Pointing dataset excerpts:
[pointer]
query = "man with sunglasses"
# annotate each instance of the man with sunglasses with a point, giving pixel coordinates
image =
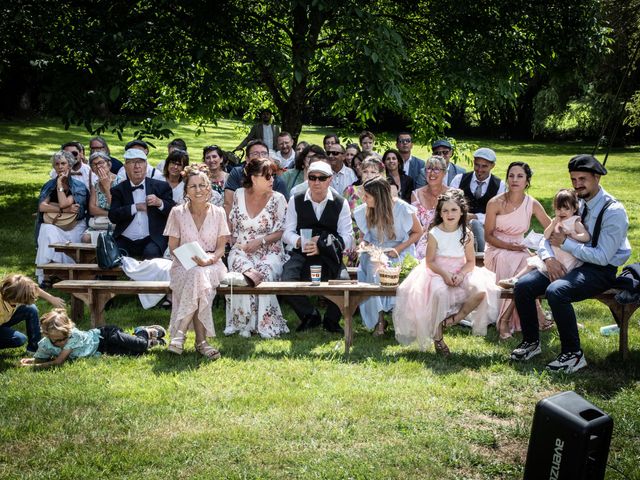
(479, 187)
(343, 176)
(256, 149)
(413, 166)
(444, 149)
(329, 217)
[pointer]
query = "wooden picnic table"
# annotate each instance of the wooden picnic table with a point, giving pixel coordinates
(347, 296)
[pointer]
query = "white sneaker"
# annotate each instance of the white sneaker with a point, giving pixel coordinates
(568, 362)
(525, 351)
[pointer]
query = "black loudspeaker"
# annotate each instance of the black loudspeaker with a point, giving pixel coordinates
(569, 440)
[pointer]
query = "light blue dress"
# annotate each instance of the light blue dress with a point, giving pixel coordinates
(81, 343)
(402, 222)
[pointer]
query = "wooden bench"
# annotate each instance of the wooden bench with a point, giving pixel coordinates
(621, 313)
(347, 296)
(80, 252)
(77, 271)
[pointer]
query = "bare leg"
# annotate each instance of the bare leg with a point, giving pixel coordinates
(201, 340)
(504, 322)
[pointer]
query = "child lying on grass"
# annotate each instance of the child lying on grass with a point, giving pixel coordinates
(62, 341)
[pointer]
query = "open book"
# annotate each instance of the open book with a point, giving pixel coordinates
(532, 240)
(185, 252)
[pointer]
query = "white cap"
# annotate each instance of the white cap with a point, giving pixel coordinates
(485, 153)
(320, 167)
(135, 153)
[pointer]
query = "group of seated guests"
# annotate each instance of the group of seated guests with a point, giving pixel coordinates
(363, 209)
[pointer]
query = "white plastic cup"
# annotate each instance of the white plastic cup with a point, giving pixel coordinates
(610, 330)
(305, 234)
(316, 274)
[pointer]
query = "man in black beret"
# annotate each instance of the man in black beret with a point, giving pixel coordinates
(606, 220)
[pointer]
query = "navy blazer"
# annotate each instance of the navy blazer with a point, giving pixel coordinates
(122, 199)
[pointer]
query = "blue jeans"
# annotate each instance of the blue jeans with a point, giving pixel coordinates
(10, 338)
(577, 285)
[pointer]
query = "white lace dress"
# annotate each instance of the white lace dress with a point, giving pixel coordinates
(261, 314)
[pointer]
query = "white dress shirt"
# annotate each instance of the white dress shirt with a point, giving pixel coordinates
(139, 226)
(345, 226)
(455, 183)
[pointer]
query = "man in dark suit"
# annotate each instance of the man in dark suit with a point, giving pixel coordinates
(139, 209)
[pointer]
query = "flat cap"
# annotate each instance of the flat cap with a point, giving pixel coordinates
(320, 167)
(485, 153)
(586, 163)
(442, 143)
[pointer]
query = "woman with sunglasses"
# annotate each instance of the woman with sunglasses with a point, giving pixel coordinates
(99, 195)
(395, 171)
(425, 199)
(256, 221)
(63, 197)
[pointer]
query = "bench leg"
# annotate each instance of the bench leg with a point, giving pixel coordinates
(347, 304)
(97, 301)
(77, 309)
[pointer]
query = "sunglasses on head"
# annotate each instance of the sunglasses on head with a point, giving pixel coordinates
(318, 178)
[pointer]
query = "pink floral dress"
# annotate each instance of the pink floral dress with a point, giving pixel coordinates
(194, 289)
(247, 314)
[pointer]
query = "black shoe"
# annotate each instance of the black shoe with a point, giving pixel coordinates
(332, 326)
(309, 322)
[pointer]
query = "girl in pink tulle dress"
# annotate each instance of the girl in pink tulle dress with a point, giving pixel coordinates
(447, 286)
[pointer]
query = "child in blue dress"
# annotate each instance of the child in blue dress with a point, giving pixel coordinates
(391, 225)
(63, 341)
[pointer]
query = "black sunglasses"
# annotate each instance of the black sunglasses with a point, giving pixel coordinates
(321, 178)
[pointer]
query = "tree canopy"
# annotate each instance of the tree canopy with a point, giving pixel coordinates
(109, 63)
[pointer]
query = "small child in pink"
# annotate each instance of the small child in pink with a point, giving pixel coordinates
(566, 205)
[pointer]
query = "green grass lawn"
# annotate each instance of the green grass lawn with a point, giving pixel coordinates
(296, 407)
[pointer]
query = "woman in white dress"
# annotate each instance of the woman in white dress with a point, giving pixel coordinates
(256, 220)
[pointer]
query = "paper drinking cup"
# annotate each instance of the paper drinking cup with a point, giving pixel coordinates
(316, 274)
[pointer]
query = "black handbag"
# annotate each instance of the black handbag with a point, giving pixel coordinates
(108, 255)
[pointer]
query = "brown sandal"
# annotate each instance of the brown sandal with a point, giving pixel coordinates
(441, 347)
(207, 350)
(450, 321)
(380, 327)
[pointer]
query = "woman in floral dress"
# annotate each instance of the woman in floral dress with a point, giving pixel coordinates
(425, 199)
(257, 220)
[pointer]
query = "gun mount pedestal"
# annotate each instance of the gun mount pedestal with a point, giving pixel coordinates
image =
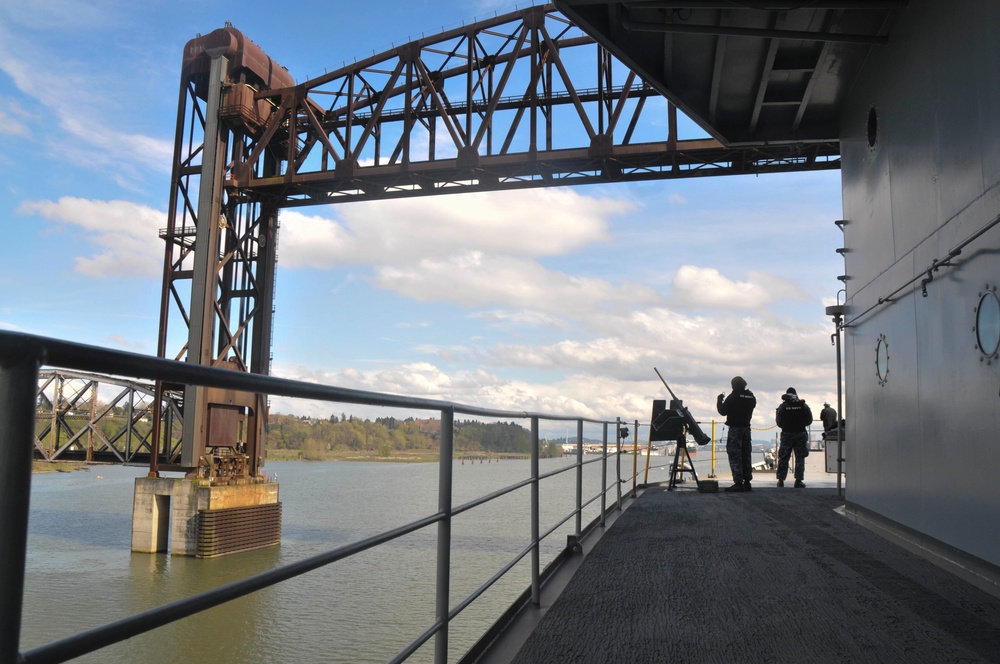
(682, 464)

*Instruction*
Print out the lines exactly, skipping any picture.

*Written reply*
[pointer]
query = "man with sunglasses"
# annotate each instance of the man with sunglasses with a point, giving pixel coordinates
image =
(479, 187)
(343, 176)
(256, 149)
(413, 166)
(444, 149)
(329, 217)
[pointer]
query = "wooden picnic table"
# annotate each instance of the wooden picnic table with a point, giving pixel coordinates
(347, 296)
[pointer]
query = "white sneaker"
# annotate each instance of the white sneaker with a point, giving pixel coordinates
(568, 362)
(525, 351)
[pointer]
query = "black loudspeaker"
# annotate each instance of the black loudspeaker with a point, giving pixel coordinates
(569, 440)
[pointer]
query = "light blue dress"
# annotate each instance of the light blue dress with a point, giving pixel coordinates
(81, 343)
(402, 222)
[pointer]
query = "wooden bench"
# annotate each instance of the wooden bench with a point, giving pixel coordinates
(621, 313)
(347, 296)
(80, 252)
(77, 271)
[pointer]
query = "bare leg"
# annotate each instance of the bare leg with a point, giving pixel coordinates
(201, 340)
(504, 322)
[pointer]
query = "child lying on grass"
# annotate each instance of the child lying on grass with a point, giving pixel coordinates
(62, 341)
[pointer]
query = "open book"
# annotate each instance of the open book with a point, giving pixel coordinates
(532, 240)
(185, 252)
[pointer]
query = "white cap"
# annotate each instance of the white cap with a point, giving pixel coordinates
(485, 153)
(320, 167)
(135, 153)
[pointer]
query = "group of seated guests"
# annotate each instance of the group of seated guests with a point, giving pixel coordinates
(363, 209)
[pointer]
query = "white plastic cup"
# annotate each instance of the white plastic cup with a point, giving pixel coordinates
(610, 330)
(305, 234)
(316, 274)
[pointer]
query = "man in black beret"
# annotate each instance of the man in black beret with a point, giving pixel coordinates
(606, 220)
[pointer]
query = "navy blazer"
# annotate each instance of the navy blazer with a point, giving pixel coordinates
(122, 199)
[pointer]
query = "blue jeans"
# annotate each instance of the blue jeans with a point, giving pixel coordinates
(10, 338)
(577, 285)
[pointer]
query = "white lace dress"
# annotate each instance of the white lace dress with a point, giving pixel coordinates
(261, 314)
[pointer]
query = "white dress shirt"
# annotate each instance of the white dress shirt with a point, giving pixel coordinates
(139, 226)
(345, 226)
(455, 183)
[pointer]
query = "man in dark suit"
# annotate each instance of the man in dark suit with a point, giving pixel coordinates
(139, 209)
[pointer]
query = "flat cap"
# annotate each instance of the flat cap with a point, giving pixel coordinates
(320, 167)
(485, 153)
(586, 163)
(442, 143)
[pointer]
query = "woman with sunglasses"
# annotate each instance of the woman with sunglasses with a point, giving pixel coordinates
(99, 195)
(395, 171)
(425, 199)
(256, 221)
(63, 197)
[pointer]
query = "bench leg"
# annotate each instance of the bench leg with a point, giving pixel coordinates
(347, 304)
(97, 301)
(77, 309)
[pointer]
query = "sunglasses on head"
# annotate each instance of the sunglasses on head with a point, giving pixel coordinates
(318, 178)
[pointer]
query = "pink floral dress"
# annotate each instance of the pink floral dress with a point, giving pixel coordinates
(194, 289)
(247, 314)
[pointer]
query = "black shoe"
# annotate each instance of the black shoe with a point, giving pixel coordinates
(332, 326)
(309, 322)
[pointer]
query = "girl in pink tulle dress"
# annotate each instance of the girl in pink tulle dress with a point, giving pixel coordinates
(447, 286)
[pointer]
query = "child in blue dress"
# annotate each instance of the child in blue dress with a point, giving pixel coordinates
(391, 225)
(63, 341)
[pointer]
query = "black sunglasses"
# annotate each instance of the black sunglasses with a point, giving pixel coordinates
(321, 178)
[pointer]
query = "tree canopy"
# annotate each instance of the tree canopy with a point, giving pixel coordinates
(109, 63)
[pointer]
query = "small child in pink"
# annotate each instance of the small child in pink with a point, giving pixel coordinates
(566, 205)
[pointer]
query = "green grass lawn"
# annotate each instance of the green grass lawn with a point, giving pixel coordinates
(296, 407)
[pointer]
query = "woman in white dress"
# annotate each instance of the woman in white dress with a point, giving pixel coordinates
(256, 220)
[pointer]
query = "paper drinking cup"
# annotate each instance of the paper drinking cup with a point, giving pixel coordinates
(316, 274)
[pointer]
query = "black handbag"
# annotate each instance of the black handbag with a point, giving pixel coordinates
(108, 255)
[pointer]
query = "brown sandal"
# annotate each instance of the brown sandal with a point, giving pixel coordinates
(441, 347)
(207, 350)
(450, 321)
(380, 327)
[pointer]
query = "woman in floral dress"
# annotate each instance of the woman in floral dress with a point, giving pixel coordinates
(425, 199)
(257, 220)
[pointer]
query = "gun mount pedestal"
# annotate each instance of the gun mount pedestal with a point, giving pixel coordinates
image =
(682, 464)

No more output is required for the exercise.